Output, word for word, every line from the line with "# point at: porch column (one per instance)" through the final line of the data below.
--- INFORMATION SHOWN ---
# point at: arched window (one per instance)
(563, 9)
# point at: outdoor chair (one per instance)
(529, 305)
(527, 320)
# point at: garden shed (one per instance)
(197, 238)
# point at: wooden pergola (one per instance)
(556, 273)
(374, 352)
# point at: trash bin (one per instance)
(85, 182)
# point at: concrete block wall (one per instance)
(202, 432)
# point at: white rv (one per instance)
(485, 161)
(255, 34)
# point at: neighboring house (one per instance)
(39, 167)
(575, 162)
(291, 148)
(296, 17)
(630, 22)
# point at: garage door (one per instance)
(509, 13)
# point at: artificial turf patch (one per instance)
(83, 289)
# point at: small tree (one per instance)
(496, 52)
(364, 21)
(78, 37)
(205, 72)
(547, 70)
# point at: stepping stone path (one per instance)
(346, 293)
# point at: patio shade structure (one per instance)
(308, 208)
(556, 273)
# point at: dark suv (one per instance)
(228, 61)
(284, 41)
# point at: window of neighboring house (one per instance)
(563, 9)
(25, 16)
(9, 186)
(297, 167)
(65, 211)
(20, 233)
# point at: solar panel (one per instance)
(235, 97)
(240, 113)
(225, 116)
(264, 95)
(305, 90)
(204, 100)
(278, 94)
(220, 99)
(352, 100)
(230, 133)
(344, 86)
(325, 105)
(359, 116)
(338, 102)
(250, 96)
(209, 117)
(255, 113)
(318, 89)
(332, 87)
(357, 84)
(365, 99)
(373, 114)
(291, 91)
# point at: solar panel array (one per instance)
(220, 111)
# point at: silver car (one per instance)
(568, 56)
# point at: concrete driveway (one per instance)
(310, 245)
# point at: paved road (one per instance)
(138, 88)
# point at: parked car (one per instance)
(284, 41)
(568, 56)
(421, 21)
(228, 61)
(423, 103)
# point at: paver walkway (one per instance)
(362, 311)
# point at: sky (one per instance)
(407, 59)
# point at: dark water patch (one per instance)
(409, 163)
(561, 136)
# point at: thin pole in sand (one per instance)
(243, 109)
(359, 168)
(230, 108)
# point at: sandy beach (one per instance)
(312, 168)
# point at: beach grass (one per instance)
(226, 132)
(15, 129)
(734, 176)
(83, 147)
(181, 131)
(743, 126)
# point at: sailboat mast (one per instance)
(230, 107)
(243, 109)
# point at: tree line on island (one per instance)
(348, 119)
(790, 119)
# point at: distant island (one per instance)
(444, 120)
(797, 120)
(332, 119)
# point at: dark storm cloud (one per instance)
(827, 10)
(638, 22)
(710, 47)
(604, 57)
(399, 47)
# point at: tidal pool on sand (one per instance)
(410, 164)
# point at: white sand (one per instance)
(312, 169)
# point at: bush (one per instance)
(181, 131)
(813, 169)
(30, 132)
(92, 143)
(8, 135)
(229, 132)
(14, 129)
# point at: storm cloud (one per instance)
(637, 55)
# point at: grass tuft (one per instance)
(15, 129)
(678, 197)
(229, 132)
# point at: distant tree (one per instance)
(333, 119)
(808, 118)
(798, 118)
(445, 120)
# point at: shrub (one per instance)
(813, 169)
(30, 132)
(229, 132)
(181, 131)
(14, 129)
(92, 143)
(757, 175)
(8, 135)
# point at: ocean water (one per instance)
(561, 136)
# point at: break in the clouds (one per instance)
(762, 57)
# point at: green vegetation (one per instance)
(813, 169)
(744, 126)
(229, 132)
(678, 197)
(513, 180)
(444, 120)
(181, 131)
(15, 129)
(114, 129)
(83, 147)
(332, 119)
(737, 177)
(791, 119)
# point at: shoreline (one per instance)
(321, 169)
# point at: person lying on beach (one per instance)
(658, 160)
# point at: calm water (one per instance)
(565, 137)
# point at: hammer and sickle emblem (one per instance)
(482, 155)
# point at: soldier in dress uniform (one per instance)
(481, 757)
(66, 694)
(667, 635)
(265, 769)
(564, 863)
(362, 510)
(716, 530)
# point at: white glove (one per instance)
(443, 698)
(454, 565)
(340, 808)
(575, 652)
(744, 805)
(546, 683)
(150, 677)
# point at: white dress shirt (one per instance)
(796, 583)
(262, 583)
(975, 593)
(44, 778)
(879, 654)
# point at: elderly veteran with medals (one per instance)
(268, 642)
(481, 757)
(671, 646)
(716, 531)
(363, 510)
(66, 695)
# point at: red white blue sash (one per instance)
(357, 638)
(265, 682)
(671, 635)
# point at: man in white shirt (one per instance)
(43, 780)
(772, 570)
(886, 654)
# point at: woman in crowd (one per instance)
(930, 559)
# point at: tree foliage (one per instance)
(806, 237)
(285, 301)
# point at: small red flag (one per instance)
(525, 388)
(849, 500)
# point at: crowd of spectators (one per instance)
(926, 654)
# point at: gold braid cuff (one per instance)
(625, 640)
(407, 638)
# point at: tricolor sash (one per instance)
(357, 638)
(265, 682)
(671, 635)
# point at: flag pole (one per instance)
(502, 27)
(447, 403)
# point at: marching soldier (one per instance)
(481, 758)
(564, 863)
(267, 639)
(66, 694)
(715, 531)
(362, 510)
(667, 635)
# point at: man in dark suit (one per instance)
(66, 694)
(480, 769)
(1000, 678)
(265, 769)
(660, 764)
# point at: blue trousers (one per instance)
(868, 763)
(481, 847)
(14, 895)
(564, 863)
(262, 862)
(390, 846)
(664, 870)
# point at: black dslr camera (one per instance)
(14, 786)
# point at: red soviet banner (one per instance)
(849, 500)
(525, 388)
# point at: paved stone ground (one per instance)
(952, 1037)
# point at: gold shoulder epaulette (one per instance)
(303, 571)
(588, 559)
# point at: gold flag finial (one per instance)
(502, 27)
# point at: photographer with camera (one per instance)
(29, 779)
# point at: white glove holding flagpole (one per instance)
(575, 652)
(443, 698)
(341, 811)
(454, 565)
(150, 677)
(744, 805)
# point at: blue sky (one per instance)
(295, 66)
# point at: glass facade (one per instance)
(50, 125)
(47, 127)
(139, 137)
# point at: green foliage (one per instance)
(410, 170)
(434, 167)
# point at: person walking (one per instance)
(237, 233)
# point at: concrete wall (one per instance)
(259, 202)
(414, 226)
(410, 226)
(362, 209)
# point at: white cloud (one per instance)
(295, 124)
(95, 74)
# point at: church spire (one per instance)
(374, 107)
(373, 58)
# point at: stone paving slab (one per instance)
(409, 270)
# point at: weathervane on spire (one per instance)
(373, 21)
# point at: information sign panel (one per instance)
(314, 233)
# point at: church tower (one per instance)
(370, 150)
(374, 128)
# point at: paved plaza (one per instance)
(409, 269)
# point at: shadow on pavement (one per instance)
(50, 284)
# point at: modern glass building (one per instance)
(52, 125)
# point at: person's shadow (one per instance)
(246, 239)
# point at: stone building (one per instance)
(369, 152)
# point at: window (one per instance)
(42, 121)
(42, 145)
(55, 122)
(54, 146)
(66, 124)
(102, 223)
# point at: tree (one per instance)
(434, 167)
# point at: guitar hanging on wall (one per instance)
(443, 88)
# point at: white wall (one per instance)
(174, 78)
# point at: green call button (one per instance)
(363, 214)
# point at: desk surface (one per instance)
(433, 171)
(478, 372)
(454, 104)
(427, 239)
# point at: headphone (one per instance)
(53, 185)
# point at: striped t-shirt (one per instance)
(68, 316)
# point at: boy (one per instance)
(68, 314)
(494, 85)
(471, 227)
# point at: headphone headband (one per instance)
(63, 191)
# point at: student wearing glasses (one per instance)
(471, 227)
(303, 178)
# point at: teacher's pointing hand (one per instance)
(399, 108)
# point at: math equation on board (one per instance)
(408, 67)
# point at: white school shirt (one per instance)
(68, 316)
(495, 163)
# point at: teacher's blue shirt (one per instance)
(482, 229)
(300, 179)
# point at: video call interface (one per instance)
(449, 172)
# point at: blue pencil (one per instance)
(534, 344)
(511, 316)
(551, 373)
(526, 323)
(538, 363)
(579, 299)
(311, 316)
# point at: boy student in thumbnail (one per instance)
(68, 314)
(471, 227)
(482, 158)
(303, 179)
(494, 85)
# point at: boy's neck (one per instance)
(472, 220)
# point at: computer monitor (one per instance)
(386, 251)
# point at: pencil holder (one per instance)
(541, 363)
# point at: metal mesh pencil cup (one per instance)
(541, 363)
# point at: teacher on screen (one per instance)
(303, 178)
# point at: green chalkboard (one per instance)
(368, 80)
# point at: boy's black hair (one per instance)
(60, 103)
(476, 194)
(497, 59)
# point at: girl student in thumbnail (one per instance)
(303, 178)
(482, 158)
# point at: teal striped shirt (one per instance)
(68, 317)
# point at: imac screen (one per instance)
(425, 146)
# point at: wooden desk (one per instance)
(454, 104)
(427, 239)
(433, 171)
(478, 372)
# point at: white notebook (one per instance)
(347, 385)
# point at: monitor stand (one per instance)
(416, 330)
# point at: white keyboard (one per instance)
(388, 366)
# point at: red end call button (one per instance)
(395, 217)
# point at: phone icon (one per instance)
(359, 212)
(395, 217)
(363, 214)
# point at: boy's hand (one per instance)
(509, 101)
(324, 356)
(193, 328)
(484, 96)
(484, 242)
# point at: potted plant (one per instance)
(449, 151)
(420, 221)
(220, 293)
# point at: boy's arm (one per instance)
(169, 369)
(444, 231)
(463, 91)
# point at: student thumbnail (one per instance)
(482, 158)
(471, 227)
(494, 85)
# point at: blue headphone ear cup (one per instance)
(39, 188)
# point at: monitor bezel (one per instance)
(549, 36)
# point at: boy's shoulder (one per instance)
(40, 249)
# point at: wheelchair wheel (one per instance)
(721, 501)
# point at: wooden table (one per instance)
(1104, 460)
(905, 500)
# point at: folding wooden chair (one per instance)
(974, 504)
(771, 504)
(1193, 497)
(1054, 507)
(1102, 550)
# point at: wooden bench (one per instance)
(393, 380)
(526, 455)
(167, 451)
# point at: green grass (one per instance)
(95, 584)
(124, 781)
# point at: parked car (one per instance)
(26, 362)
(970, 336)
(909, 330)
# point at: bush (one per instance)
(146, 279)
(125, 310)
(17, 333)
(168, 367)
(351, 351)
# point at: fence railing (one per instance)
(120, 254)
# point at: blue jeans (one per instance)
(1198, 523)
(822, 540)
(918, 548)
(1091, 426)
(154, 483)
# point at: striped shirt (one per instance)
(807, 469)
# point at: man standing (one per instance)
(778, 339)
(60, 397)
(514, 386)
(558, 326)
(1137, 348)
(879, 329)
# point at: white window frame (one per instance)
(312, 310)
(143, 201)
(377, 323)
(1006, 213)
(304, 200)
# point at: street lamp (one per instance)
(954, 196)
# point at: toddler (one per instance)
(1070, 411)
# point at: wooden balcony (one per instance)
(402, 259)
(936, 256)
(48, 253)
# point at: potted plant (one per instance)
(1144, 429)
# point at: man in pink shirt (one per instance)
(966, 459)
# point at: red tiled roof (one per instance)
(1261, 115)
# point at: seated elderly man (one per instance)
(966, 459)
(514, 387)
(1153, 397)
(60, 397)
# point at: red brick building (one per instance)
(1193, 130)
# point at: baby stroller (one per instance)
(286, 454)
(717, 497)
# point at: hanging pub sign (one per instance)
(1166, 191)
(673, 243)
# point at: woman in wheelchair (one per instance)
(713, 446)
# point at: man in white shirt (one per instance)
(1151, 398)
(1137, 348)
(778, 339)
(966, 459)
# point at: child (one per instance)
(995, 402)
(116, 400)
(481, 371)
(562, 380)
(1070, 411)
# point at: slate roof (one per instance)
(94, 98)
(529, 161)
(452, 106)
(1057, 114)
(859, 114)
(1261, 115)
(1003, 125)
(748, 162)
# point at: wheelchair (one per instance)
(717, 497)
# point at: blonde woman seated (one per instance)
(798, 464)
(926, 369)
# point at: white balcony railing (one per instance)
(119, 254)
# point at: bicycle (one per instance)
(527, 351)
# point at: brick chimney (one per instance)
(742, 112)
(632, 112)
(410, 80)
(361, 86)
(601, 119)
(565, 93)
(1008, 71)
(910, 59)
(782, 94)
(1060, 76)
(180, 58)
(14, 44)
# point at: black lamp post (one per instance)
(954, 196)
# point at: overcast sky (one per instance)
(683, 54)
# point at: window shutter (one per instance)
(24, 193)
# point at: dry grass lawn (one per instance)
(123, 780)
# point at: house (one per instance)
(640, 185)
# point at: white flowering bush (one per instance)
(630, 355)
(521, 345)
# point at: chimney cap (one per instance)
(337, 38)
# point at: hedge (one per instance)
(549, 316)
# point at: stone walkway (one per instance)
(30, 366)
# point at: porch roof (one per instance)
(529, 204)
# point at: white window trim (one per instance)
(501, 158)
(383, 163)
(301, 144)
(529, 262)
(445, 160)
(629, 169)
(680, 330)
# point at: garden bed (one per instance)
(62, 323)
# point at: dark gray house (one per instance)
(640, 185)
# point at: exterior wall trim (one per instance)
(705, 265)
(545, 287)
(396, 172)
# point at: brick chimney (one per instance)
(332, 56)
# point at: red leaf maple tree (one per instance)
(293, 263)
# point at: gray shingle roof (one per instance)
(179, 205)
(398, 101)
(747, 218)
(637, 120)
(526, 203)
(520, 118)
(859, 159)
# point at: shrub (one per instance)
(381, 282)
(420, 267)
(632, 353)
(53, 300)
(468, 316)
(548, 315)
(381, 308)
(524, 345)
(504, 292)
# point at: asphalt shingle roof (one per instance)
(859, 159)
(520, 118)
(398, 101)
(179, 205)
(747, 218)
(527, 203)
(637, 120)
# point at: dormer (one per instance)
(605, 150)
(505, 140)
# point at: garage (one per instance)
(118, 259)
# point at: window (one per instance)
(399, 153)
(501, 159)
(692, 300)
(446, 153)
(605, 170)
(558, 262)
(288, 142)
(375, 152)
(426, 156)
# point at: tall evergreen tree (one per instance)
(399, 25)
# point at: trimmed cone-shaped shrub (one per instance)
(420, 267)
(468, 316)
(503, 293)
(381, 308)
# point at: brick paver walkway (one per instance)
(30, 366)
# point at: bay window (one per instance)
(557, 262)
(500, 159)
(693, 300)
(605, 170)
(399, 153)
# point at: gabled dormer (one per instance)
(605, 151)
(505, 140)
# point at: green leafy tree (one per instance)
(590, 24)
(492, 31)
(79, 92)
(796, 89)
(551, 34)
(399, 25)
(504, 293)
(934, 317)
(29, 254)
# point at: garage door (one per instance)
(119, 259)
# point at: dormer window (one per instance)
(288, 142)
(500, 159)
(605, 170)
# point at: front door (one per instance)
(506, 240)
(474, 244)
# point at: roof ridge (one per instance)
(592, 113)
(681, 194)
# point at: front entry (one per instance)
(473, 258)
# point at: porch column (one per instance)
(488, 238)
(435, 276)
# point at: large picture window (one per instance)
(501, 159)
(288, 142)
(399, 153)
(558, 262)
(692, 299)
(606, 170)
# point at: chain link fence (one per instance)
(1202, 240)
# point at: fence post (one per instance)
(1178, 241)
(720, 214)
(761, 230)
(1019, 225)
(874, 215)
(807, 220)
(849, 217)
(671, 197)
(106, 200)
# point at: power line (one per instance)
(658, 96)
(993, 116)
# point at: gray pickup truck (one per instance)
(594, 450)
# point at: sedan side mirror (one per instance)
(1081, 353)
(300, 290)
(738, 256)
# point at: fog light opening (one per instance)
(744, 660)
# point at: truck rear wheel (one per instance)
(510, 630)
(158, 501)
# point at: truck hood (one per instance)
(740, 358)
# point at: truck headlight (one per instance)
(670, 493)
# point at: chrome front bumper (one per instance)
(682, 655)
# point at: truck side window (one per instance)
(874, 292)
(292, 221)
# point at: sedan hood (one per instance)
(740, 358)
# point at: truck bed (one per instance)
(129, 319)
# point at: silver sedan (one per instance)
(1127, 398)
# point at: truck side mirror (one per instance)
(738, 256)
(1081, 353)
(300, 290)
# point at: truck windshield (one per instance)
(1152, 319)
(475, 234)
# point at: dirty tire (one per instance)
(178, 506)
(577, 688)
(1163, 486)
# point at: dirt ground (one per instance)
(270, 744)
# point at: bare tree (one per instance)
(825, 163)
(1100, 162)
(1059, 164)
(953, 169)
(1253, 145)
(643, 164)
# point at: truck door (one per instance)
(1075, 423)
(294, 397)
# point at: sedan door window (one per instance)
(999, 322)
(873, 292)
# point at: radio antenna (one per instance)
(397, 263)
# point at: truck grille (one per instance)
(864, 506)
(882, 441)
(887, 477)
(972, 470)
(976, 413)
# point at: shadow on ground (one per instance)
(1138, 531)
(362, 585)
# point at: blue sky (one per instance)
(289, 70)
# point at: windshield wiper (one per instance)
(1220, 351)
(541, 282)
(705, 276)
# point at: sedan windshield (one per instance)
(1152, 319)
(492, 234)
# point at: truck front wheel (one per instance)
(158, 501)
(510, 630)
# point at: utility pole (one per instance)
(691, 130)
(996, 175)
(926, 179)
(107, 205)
---
▶ [TASK OUTPUT]
# point at: porch column (one per instance)
(488, 238)
(435, 276)
# point at: large picture window (one per instance)
(501, 159)
(288, 142)
(399, 153)
(558, 262)
(692, 299)
(606, 170)
# point at: chain link fence (one per instance)
(1202, 240)
# point at: fence post (one per instance)
(1178, 241)
(720, 214)
(761, 230)
(1019, 225)
(874, 215)
(807, 220)
(849, 217)
(671, 197)
(106, 200)
# point at: power line (one per instance)
(658, 96)
(993, 116)
# point at: gray pickup truck (one per instance)
(594, 450)
# point at: sedan side mirror (one per instance)
(1081, 353)
(300, 290)
(738, 256)
# point at: fog light opening (one per instance)
(744, 660)
# point at: truck rear wheel (one per instance)
(510, 630)
(158, 501)
# point at: truck hood (one per instance)
(740, 358)
# point at: truck headlight (one per instance)
(670, 493)
# point at: chrome front bumper (one per instance)
(682, 655)
# point at: truck side window (one per instance)
(874, 292)
(292, 221)
# point at: sedan hood (one per instance)
(740, 358)
# point at: truck bed (one per instance)
(129, 319)
# point at: silver sedan (one per instance)
(1127, 398)
# point at: truck side mirror (one per instance)
(738, 256)
(1081, 353)
(300, 290)
# point at: truck windshield (one per instance)
(1152, 319)
(475, 234)
# point at: dirty tire (one per instance)
(178, 506)
(577, 688)
(1163, 486)
# point at: dirt ground (one per instance)
(270, 744)
# point at: bare tree (one per instance)
(825, 163)
(1100, 162)
(1059, 164)
(953, 169)
(1253, 145)
(643, 164)
# point at: truck door (one per instance)
(1075, 423)
(294, 397)
# point at: sedan door window (one per instance)
(999, 322)
(873, 292)
# point at: radio antenna (one per instance)
(397, 263)
# point at: truck grille (one per instance)
(864, 506)
(882, 441)
(887, 477)
(972, 470)
(976, 413)
# point at: shadow on ground (one per instance)
(1138, 531)
(362, 585)
# point at: blue sky (one per instance)
(289, 70)
# point at: windshield wiper (one per instance)
(1220, 351)
(541, 282)
(705, 276)
# point at: sedan windshield (one per instance)
(1152, 319)
(492, 234)
# point at: truck front wheel (one per instance)
(158, 501)
(510, 630)
# point at: utility pole (one per instance)
(691, 130)
(996, 175)
(926, 179)
(107, 205)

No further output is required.